━━━ Source text ━━━
Tuesday, March 18, 2008

So The Journey Begins

Blogger is one of many places in which I'll be publishing my writings...and of course getting practice.

I've never taken myself seriously as a writer and it's always been weird to give myself this label. In my mind, I've always reserved that label for published writers who became successful, rich and famous from their works; Stephen King, Dean Koontz, Anne Rice, J.K Rowling and the like. Not me.

I've only just began to really get into my writing in an ambitious sense. The writer spirit has always been within and I'd let it out often when I was younger. I wrote as an emotional outlet. I wrote to bleed and to purge my system. The Bleeding came to a halt once I was out of high school. I slipped out of this inclination and busied myself with so many mundane worries and mindfuck episodes. I carried my writing a bit into my early college years, but again, I slowly forgot about bleeding and the toxins started to build.

I found myself without productive outlets of expression. I was on autopilot and didn't stop as much as I should have to reflect and ponder about my frenzied motions and daily gestures.

Well as the years came and went, I started getting into shadowboxing. I was in the Vicarious Age and I just couldn't bring myself to live in the spirit of authenticity and expression directly, although the pull and calling was always there. I danced around the perimeters and watched others conduct their magic rituals within the circle of progress. All I could do was shout out tips and advice about how to work better spells and create more elaborate and engaging mojo bags and charms. Accompanying this spectatorship was an intense schadenfreude inspired urge to disassemble the altars and snuff out of the candles of those within the circle. I could make them better magicians with my direction and often did, but I failed to get in there and call upon my own magic abilities.
━━━ Record extracts ━━━
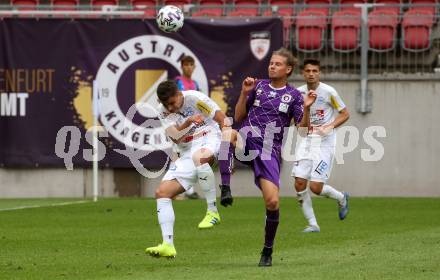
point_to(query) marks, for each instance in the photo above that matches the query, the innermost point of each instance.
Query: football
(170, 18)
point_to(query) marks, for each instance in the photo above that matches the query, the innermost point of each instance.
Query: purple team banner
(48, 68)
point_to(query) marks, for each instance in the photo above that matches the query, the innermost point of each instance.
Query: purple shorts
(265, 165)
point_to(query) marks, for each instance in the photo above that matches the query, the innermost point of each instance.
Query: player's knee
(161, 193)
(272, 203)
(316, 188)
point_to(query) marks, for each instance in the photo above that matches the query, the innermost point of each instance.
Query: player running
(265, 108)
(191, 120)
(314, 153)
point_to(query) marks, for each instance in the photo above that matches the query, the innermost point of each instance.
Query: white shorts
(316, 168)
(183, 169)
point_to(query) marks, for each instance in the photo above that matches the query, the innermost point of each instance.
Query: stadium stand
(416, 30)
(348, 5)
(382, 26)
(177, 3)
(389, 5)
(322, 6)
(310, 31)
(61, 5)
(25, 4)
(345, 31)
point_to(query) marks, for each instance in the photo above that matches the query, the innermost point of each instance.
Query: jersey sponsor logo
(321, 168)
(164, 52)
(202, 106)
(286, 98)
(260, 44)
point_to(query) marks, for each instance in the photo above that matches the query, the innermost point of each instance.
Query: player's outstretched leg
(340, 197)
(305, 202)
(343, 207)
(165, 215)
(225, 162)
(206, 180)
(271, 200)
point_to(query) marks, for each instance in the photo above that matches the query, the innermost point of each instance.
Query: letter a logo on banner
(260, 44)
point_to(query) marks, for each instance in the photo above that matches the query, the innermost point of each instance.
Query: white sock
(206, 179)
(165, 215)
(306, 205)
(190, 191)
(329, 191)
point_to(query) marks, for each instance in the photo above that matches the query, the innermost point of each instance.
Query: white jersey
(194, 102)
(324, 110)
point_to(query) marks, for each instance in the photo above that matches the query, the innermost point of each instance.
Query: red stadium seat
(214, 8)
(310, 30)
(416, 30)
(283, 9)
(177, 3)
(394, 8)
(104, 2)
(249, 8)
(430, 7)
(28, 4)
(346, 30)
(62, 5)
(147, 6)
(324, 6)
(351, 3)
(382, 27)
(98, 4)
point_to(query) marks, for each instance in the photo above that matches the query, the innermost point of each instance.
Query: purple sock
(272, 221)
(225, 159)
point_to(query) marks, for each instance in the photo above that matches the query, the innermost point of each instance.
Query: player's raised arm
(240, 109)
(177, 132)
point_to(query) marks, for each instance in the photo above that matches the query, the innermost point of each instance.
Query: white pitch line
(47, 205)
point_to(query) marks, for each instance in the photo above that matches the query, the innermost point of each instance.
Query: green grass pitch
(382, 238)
━━━
━━━ Record extracts ━━━
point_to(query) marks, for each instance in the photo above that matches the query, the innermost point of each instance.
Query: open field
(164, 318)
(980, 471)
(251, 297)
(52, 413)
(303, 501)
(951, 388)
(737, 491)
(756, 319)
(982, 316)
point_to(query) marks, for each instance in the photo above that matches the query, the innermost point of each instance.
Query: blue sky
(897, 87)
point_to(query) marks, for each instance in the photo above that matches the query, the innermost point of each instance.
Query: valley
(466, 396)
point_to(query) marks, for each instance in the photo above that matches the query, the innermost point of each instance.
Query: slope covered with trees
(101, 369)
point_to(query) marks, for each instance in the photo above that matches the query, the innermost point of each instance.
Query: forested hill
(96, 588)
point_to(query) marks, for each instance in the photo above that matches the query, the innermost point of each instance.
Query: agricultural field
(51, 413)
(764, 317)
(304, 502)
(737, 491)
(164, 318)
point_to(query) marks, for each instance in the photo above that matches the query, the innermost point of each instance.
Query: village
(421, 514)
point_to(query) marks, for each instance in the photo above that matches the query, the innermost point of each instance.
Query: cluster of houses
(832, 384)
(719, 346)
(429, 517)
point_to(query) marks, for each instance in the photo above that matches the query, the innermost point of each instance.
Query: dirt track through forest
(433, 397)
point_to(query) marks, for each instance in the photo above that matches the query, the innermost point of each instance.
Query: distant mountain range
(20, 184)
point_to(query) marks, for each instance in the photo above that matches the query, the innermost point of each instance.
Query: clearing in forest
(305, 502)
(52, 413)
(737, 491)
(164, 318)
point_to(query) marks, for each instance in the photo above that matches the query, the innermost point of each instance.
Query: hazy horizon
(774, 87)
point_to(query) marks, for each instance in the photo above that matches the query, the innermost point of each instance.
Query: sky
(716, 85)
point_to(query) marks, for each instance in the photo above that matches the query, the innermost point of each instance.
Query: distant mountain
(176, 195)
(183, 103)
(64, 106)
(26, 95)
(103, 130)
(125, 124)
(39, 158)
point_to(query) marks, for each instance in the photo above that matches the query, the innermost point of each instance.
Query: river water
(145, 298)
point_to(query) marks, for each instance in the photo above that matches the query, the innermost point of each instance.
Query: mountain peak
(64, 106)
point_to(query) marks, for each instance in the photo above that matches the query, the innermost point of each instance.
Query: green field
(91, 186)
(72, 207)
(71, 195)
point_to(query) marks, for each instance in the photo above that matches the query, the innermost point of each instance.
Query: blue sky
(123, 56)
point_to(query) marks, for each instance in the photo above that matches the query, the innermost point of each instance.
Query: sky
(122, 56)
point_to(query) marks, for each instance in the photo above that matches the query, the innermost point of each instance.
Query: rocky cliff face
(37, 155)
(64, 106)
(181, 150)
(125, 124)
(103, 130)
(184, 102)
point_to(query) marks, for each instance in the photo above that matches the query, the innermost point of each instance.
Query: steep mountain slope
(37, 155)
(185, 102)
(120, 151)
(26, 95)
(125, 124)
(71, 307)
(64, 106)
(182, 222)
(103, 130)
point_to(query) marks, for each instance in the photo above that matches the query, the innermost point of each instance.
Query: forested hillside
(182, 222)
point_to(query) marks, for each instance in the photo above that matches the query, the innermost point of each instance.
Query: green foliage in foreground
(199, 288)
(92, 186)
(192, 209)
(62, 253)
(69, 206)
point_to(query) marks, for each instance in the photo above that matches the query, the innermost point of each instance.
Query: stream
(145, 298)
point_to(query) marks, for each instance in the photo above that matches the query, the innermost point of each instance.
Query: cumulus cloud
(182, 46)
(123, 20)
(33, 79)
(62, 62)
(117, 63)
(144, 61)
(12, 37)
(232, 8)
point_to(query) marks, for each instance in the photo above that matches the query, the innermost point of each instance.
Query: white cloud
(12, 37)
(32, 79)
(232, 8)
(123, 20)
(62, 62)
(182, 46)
━━━
━━━ Record extracts ━━━
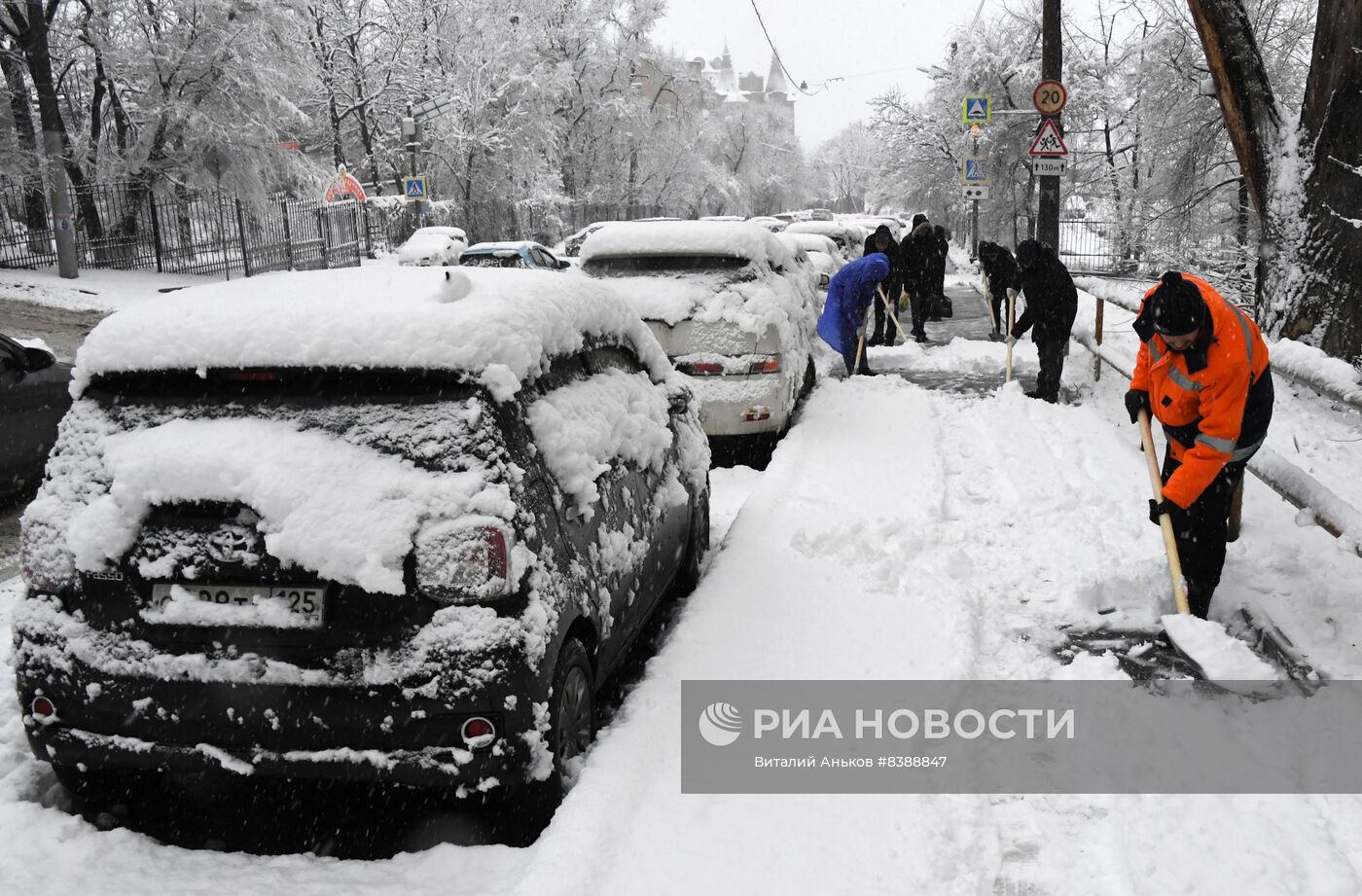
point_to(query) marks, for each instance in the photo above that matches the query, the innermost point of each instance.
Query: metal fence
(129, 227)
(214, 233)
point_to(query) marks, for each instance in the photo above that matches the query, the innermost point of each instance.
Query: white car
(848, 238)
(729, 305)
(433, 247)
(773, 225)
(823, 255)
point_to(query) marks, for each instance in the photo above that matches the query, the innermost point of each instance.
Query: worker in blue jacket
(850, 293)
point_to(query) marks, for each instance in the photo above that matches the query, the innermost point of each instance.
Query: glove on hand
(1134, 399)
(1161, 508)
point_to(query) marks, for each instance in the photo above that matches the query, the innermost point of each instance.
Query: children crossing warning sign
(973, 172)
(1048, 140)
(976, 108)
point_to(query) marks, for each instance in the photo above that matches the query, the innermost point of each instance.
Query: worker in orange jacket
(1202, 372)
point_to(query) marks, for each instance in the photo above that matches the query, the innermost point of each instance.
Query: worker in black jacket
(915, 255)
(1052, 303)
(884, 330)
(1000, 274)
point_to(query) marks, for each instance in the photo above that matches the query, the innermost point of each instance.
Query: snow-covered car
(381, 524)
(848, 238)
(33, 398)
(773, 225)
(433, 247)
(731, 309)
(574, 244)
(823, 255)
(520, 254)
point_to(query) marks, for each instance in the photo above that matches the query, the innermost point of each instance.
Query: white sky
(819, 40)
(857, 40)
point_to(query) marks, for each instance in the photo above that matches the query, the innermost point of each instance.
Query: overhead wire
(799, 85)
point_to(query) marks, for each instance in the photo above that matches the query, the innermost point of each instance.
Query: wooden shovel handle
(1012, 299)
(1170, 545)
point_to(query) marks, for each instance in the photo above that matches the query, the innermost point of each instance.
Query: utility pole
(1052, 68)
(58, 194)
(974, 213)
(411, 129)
━━━
▶ Work to complete
Answer these questions from the blog post:
(a) Which four writers are named as the kind of published writers for whom the label "writer" was reserved?
(b) At what point did the Bleeding come to a halt?
(c) What did the author start getting into as the years came and went?
The listing has no connection to the blog post.

▶ Problem solution
(a) Stephen King, Dean Koontz, Anne Rice and J.K Rowling
(b) Once the author was out of high school
(c) Shadowboxing